━━━━━ EXTRACT PROVIDED

Recently, I had the misfortune of attending hospital for surgery and despite the excellent care on hospital, the experience could have been made worse before I even reached the medical staff.
In planning for surgery, I needed to coordinate with four groups, my GP, my specialist, the local health precinct and the hospital itself. Each needed proof of identity with my name, age, medical card number, next of kin and so on. At every presentation, regardless of my pain that day, I might have had to reenter my information into another form which duplicating information or could risk of making mistakes that would make the handover of care error prone.
Yet I was fortunate enough to never have to give this information more than once. My data followed me from my initial consult until my speedy discharge. This information will flow from my general practitioner, to hospital and back to ensure quality care and follow up. But more than just tackling my health, this data will cross from a state hospital to federal health departments who will use that information to track the state of this hospital and every other one in their efforts to measure the health of our population and our health system.

━━━━━━━━━━

*BRIEF 1*. Decide whether each statement agrees with the passage on surgery and patient data, answering yes or no and quoting the words of the passage that settle it. (a) While planning for surgery, the writer had to coordinate with four groups. (b) The writer had to supply the same personal information several times. (c) The writer's data stays within the state hospital.
*BRIEF 2*. Copy the passage on surgery and patient data between "In planning for" and "care error prone.", inclusive, swapping "medical card number" for "insurance number".
*BRIEF 3*. Extend the passage on surgery and patient data, picking up after its final sentence.

━━━━━ MATERIAL SUPPLIED

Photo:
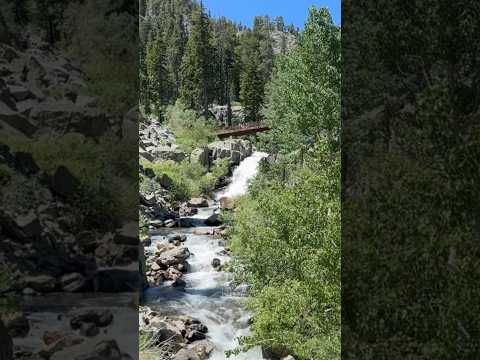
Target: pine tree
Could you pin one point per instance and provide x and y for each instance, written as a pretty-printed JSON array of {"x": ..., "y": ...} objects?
[
  {"x": 159, "y": 85},
  {"x": 252, "y": 89},
  {"x": 280, "y": 23},
  {"x": 195, "y": 71}
]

━━━━━━━━━━

*TASK RESPONSE 1*.
(a) Yes: "I needed to coordinate with four groups, my GP, my specialist, the local health precinct and the hospital itself."
(b) No: "Yet I was fortunate enough to never have to give this information more than once."
(c) No: "this data will cross from a state hospital to federal health departments"

*TASK RESPONSE 2*.
In planning for surgery, I needed to coordinate with four groups, my GP, my specialist, the local health precinct and the hospital itself. Each needed proof of identity with my name, age, insurance number, next of kin and so on. At every presentation, regardless of my pain that day, I might have had to reenter my information into another form which duplicating information or could risk of making mistakes that would make the handover of care error prone.

*TASK RESPONSE 3*.
What’s more, this isn’t happening just for me, but for every person in Australia. Thousands of times a day across hundreds of systems. Tracking millions of interactions. All effortless little ways that are making how people access health care quicker and more accurate.
Why is this important to the Aristotle Metadata Registry?
Because it shows the importance of metadata management in real terms. By building good definitions of data that are agreed upon by different agencies a process of data governance is built that helps systems interact. When this works smoothly, it helps to reduce patient burden when they are at their most vulnerable. It builds the comparable information needed to track changes in complex health systems and makes improving the health of people at a population level an achievable goal. This is also why Aristotle is dedicated to open source, to make sure this level of sophisticated health system management is available for everyone.
That’s why I worked to build Aristotle - because good data gives us healthy people, and I want to help make that vision possible for as many people as possible.